[SELECTED EXCERPT — start]
CourtU.S. District Court — Western District of Missouri

John J. Yates, and Joseph A. Colussi, Gage & Tucker, Kansas City, Mo., for plaintiff.

John Ashcroft, Atty. Gen., Robert Presson, Asst. Atty. Gen., Jefferson City, Mo., Robert E. Jones, K.C. Regional Center, Dept. of Mental Health, Kansas City, Mo., for defendant.

ORDER

JOHN W. OLIVER, Senior District Judge.

I.

This is an action brought under Title VII of the Civil Rights Act of 1964, as amended, 42 U.S.C. § 2000e et seq., and the Civil Rights Acts of 1866 and 1871, 42 U.S.C. §§ 1981 and 1983. Currently pending in this case are defendant's motion to dismiss pursuant to Rule 12(b) of the Federal Rules of Civil Procedure and plaintiff's motion for leave to file a second amended complaint pursuant to Rule 15(a) of the Federal Rules of Civil Procedure.

II.

Defendant raises three separate grounds in its motion to dismiss. First, that plaintiff's second cause of action should be dismissed for failure to state a claim upon which relief can be granted because the Eleventh Amendment bars suit under 42 U.S.C. §§ 1981 and 1983 against the State of Missouri. Second, that plaintiff's first cause of action should be dismissed because plaintiff has failed to obtain a notice of right to sue from the Attorney General of the United States prior to the institution of this lawsuit as required by 42 U.S.C. § 2000e-5. Third, that this Court lacks jurisdiction to consider the allegations raised in paragraphs 7(a), 7(b) and 7(c) of the plaintiff's complaint because those allegations were not in plaintiff's charge filed with the Equal Employment Opportunity Commission. We will consider these three grounds in order.
[SELECTED EXCERPT — finish]
[RECORDS SHOWN — start]
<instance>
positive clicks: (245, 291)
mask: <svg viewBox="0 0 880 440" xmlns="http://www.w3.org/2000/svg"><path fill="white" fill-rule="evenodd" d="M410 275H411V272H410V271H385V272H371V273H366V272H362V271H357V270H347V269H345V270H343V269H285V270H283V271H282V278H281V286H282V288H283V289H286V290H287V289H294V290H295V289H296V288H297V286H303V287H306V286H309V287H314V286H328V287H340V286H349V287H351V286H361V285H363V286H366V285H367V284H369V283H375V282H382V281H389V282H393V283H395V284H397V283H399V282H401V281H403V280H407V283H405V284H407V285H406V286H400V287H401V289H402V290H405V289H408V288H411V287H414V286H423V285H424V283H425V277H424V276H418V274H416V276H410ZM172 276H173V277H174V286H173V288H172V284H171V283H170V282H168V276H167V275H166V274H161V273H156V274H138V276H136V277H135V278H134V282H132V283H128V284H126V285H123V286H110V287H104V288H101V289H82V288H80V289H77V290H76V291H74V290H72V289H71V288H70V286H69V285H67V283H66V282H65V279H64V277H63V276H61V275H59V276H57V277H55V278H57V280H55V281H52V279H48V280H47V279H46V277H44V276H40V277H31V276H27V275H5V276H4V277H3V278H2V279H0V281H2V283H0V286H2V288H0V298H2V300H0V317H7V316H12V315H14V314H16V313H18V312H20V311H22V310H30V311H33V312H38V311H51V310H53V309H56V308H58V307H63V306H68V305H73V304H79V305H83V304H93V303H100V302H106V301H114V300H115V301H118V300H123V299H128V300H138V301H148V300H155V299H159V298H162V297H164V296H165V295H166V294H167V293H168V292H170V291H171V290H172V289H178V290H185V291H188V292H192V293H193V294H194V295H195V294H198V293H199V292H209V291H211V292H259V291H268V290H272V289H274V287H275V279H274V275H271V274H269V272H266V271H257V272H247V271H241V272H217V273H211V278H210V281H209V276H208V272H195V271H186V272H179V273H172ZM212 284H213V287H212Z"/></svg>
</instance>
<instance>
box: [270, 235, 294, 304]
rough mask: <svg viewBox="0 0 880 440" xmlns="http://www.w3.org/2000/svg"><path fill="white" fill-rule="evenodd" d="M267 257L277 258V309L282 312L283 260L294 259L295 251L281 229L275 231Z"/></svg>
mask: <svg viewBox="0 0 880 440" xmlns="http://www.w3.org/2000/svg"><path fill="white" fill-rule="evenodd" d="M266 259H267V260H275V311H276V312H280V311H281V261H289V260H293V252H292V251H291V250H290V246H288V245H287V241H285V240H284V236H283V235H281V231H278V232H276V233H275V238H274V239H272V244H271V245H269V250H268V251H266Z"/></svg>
[RECORDS SHOWN — finish]
## PROBLEMS AND TASKS
A – Answer these questions using the court order above:
(i) Which two attorneys are listed as appearing for the plaintiff?
(ii) Under which rule of the Federal Rules of Civil Procedure does the plaintiff seek leave to file a second amended complaint?
(iii) According to the defendant, from whom did the plaintiff fail to obtain a notice of right to sue?
B – List every person named in the court order above.
C – From the court order above, extract the passage starting with "John J. Yates, and" and going on through "of Civil Procedure.".

## RESPONSES FOR EACH TASK
A –
(i) John J. Yates and Joseph A. Colussi
(ii) Rule 15(a)
(iii) The Attorney General of the United States

B –
John J. Yates
Joseph A. Colussi
John Ashcroft
Robert Presson
Robert E. Jones
John W. Oliver

C –
John J. Yates, and Joseph A. Colussi, Gage & Tucker, Kansas City, Mo., for plaintiff.

John Ashcroft, Atty. Gen., Robert Presson, Asst. Atty. Gen., Jefferson City, Mo., Robert E. Jones, K.C. Regional Center, Dept. of Mental Health, Kansas City, Mo., for defendant.

ORDER

JOHN W. OLIVER, Senior District Judge.

I.

This is an action brought under Title VII of the Civil Rights Act of 1964, as amended, 42 U.S.C. § 2000e et seq., and the Civil Rights Acts of 1866 and 1871, 42 U.S.C. §§ 1981 and 1983. Currently pending in this case are defendant's motion to dismiss pursuant to Rule 12(b) of the Federal Rules of Civil Procedure and plaintiff's motion for leave to file a second amended complaint pursuant to Rule 15(a) of the Federal Rules of Civil Procedure.